**The request**
Please recast the listing below as a Markdown table with the columns "No." and "Text," giving each non-blank line its own numbered row and leaving the pictures out.

## Start Given information

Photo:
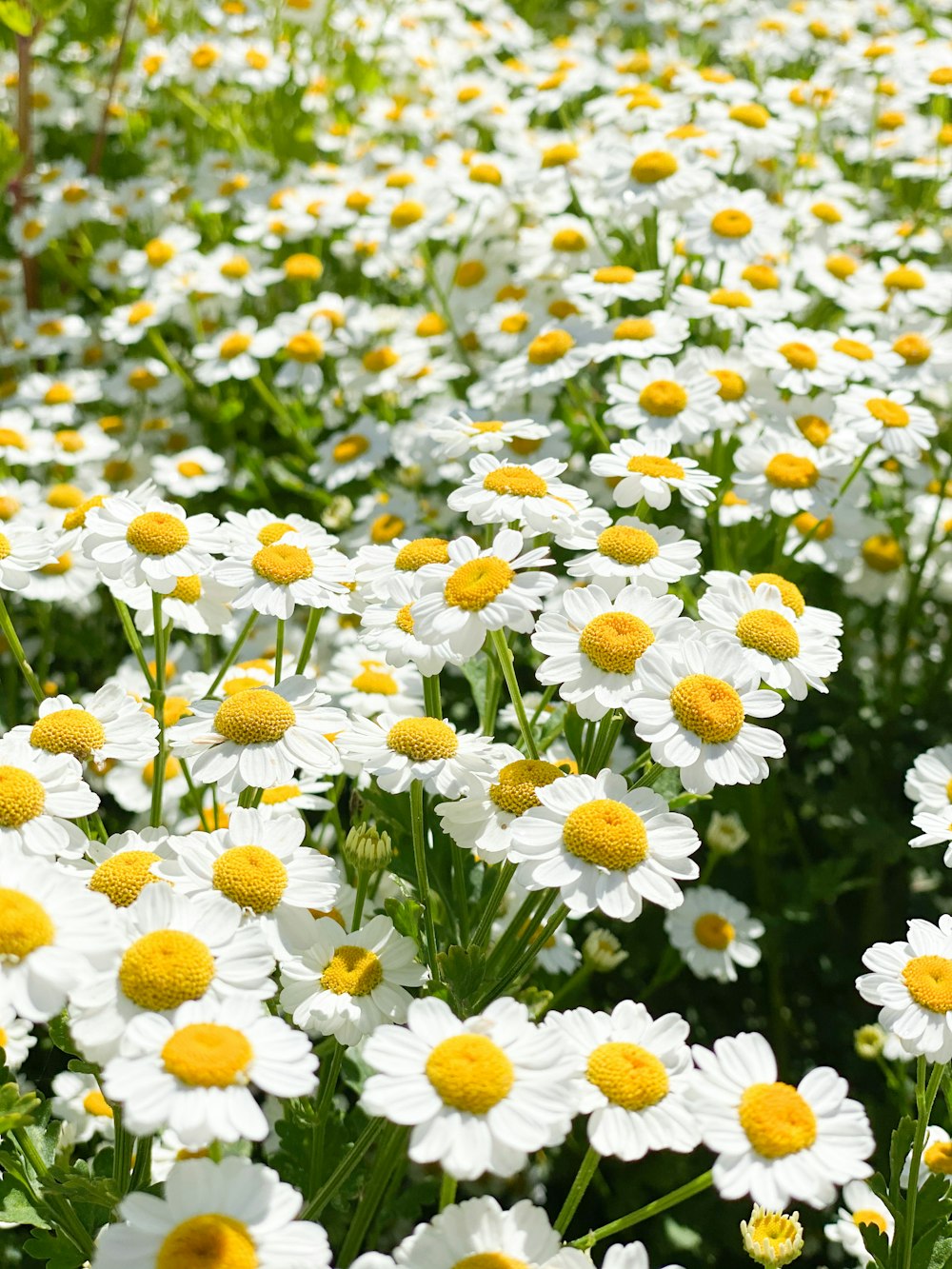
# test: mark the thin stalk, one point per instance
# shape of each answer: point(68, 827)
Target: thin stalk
point(644, 1214)
point(423, 881)
point(586, 1170)
point(506, 664)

## End Given information

**Expected answer**
| No. | Text |
|---|---|
| 1 | Photo: |
| 2 | # test: mark the thin stalk, one point per instance |
| 3 | # shape of each answer: point(68, 827) |
| 4 | Target: thin stalk |
| 5 | point(644, 1214) |
| 6 | point(423, 881) |
| 7 | point(586, 1170) |
| 8 | point(506, 664) |